◆ **Provided information**
-=-=-=-=-

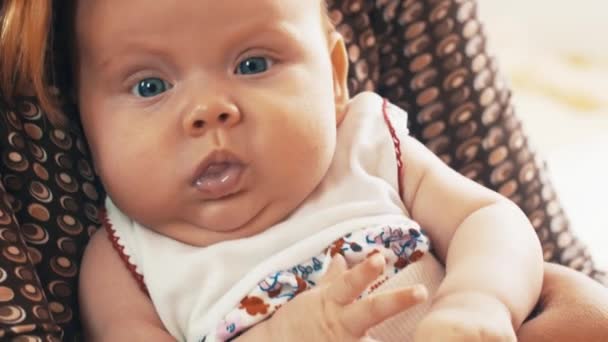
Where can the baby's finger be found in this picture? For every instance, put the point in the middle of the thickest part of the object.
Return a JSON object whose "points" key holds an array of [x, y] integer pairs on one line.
{"points": [[346, 288], [337, 266], [366, 313]]}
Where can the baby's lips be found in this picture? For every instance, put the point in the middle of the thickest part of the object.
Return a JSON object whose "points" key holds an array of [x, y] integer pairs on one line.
{"points": [[219, 180]]}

-=-=-=-=-

◆ **Aim of the task**
Reproduce all of the rows above verbatim, omitting the picture.

◆ **Expected output**
Where can the baby's finger be found in this picture? For every instance, put the point in the middle of the thickest part of the object.
Return a JSON object whose "points" key holds an array of [x, y] integer pairs on one line.
{"points": [[346, 288], [337, 266], [366, 313]]}
Where can the baby's lips be found in this picture? For every instance, put the point in the middle of the thickest part of the object.
Return a JSON object whose "points" key holds an array of [x, y] integer pairs on one line.
{"points": [[219, 180]]}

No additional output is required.